# [PROBLEM TO WORK ON]
Your answer should consist of every line from the records that holds the string "post".

# [AVAILABLE RECORDS]

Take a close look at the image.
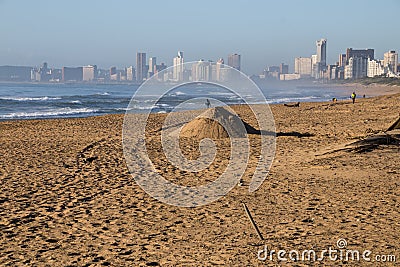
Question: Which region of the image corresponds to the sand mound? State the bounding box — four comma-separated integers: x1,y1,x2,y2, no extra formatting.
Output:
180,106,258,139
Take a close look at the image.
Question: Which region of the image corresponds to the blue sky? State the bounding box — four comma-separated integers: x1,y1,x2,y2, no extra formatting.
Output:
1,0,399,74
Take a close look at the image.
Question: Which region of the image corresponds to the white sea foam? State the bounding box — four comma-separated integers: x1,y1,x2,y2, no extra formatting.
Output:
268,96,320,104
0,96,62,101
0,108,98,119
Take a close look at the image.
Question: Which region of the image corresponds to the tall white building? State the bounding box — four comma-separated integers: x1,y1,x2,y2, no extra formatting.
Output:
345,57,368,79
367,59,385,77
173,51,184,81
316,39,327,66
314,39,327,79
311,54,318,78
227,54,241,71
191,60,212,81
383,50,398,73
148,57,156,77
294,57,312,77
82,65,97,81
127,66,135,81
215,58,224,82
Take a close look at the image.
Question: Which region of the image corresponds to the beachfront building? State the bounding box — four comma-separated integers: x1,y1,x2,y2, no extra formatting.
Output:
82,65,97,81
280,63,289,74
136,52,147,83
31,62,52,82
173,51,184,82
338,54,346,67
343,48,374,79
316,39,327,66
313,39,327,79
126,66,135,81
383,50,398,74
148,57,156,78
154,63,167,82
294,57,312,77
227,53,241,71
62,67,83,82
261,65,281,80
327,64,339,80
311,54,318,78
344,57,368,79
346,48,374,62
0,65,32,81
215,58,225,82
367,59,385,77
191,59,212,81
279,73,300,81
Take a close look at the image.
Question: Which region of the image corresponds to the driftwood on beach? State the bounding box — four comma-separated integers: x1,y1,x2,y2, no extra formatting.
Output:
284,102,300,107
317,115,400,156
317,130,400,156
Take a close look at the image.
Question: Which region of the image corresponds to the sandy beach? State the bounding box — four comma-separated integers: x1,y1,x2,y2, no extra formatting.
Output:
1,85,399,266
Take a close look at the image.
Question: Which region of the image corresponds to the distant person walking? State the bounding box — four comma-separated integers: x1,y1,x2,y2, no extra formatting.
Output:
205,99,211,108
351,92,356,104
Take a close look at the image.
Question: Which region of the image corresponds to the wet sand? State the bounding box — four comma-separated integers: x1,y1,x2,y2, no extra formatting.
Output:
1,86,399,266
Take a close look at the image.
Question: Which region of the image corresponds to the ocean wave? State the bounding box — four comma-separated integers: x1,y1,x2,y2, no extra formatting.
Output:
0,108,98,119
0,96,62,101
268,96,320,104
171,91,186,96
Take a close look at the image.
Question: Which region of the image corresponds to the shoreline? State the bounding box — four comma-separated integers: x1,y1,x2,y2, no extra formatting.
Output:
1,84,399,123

==

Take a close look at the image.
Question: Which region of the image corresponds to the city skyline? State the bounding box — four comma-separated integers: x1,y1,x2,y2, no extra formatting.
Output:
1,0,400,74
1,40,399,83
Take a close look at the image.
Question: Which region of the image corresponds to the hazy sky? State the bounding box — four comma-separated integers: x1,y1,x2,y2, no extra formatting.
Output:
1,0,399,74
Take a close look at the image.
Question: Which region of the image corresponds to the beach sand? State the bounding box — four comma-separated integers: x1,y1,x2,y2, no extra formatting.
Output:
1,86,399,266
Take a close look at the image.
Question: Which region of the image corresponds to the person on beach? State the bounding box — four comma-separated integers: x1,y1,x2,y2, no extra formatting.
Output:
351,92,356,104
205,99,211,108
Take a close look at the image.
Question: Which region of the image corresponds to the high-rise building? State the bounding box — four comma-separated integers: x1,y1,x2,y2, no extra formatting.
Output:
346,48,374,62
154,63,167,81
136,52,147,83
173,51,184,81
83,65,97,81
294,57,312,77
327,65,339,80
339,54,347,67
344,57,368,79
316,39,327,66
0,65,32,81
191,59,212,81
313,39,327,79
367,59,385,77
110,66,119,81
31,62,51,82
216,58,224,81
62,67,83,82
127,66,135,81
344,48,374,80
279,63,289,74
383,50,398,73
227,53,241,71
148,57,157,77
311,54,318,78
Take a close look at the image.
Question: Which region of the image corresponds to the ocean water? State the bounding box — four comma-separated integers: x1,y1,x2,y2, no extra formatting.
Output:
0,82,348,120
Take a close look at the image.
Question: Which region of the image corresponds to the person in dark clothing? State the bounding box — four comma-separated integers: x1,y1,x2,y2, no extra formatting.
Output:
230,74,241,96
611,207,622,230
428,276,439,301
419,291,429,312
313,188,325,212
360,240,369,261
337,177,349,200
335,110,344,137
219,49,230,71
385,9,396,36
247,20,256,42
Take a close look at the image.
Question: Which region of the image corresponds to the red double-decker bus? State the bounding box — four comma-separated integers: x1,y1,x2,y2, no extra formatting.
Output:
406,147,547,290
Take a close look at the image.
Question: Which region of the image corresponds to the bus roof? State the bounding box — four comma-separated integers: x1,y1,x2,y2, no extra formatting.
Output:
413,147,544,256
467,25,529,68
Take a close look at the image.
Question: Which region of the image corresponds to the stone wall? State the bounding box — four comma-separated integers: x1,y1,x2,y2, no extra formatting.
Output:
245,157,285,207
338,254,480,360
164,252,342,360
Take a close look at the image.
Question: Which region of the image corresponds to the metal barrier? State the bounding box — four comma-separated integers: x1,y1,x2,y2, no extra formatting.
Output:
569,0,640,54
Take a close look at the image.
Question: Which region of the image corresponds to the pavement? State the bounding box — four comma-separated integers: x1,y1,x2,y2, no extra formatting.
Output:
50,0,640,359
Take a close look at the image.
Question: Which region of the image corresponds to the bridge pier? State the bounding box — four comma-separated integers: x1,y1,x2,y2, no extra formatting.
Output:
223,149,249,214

* * *

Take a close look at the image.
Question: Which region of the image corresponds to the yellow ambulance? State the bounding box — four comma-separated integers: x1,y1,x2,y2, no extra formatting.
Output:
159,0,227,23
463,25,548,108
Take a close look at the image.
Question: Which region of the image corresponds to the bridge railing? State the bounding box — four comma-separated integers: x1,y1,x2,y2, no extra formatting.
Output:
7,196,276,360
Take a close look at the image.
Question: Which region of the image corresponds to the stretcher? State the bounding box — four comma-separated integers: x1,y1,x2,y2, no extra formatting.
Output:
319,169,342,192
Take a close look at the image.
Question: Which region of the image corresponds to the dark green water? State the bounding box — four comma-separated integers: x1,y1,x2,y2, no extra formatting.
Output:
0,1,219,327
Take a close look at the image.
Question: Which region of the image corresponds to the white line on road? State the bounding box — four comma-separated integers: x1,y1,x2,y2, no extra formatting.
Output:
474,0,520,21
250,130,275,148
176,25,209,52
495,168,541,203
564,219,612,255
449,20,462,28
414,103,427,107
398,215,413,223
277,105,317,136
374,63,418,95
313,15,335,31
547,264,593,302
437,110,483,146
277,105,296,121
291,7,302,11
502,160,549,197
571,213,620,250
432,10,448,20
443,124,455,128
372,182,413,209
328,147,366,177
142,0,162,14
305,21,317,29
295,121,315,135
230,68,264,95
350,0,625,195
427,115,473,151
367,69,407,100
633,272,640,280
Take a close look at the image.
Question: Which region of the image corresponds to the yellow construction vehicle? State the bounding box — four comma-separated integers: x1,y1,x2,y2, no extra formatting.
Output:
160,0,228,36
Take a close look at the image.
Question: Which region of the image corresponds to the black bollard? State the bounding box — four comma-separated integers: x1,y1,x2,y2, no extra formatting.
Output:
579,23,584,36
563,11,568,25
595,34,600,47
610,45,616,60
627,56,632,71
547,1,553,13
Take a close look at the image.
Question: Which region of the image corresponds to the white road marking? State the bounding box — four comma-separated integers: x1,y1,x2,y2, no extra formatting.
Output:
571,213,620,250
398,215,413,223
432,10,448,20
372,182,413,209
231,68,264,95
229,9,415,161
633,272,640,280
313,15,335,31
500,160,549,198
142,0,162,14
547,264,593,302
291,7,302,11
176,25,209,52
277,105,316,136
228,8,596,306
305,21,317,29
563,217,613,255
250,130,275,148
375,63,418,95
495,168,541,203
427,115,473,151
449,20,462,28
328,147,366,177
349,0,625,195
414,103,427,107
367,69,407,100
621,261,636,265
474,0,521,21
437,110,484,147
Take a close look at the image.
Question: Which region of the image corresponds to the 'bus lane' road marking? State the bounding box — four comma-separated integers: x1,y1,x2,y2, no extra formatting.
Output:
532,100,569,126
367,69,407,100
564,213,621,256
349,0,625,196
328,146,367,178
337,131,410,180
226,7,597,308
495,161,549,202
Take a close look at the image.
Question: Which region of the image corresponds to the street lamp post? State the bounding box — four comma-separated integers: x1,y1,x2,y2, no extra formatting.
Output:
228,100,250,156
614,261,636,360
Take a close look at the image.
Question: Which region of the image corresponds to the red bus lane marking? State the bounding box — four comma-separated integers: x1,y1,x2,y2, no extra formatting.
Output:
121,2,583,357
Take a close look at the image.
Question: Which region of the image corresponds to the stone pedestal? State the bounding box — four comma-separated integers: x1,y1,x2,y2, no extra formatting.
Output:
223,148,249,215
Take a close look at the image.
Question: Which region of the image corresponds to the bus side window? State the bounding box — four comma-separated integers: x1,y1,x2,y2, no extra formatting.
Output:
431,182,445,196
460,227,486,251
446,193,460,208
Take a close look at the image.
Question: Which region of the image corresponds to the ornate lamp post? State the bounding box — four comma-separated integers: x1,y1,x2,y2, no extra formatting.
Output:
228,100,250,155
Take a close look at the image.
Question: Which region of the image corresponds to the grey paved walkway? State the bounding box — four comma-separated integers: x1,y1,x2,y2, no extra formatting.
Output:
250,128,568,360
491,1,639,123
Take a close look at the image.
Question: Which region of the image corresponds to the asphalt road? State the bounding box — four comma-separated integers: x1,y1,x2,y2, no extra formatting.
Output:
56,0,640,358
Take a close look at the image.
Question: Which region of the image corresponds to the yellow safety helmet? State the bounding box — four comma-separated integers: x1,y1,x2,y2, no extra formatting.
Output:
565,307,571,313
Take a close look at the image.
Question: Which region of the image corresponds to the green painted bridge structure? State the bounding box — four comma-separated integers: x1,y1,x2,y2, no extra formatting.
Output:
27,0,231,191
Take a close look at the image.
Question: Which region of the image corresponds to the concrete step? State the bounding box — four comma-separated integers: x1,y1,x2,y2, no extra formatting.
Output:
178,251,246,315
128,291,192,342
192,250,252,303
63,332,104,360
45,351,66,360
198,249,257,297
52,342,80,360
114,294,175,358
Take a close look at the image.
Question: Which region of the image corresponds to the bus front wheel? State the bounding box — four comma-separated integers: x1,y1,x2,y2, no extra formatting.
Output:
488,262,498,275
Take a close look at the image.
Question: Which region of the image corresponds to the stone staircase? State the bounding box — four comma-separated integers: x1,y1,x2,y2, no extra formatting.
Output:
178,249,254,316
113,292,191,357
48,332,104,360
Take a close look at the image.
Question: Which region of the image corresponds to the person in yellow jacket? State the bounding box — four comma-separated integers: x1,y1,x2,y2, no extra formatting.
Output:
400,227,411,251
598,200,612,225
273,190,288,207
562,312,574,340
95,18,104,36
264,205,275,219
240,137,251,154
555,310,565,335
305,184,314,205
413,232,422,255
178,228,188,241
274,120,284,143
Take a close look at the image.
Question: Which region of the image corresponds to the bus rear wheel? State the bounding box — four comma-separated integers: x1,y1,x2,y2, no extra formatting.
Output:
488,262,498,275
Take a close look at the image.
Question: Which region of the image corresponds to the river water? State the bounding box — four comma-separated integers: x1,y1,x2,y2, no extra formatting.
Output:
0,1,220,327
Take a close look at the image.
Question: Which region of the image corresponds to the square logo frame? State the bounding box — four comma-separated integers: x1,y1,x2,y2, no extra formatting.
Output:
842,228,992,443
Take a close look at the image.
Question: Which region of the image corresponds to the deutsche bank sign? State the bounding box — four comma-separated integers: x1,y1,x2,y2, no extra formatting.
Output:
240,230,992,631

# [RESULT FOR THIS EXERCISE]
Question: Which region of the image corresponds to the street lamp post? State the bounding box — four comma-separated integers: x1,y1,x2,y2, no extra formatting.
Question: Which region of the image corresponds to the ornate lamp post? State the bounding box — four comma-separated integers: x1,y1,x2,y2, no extra formatting.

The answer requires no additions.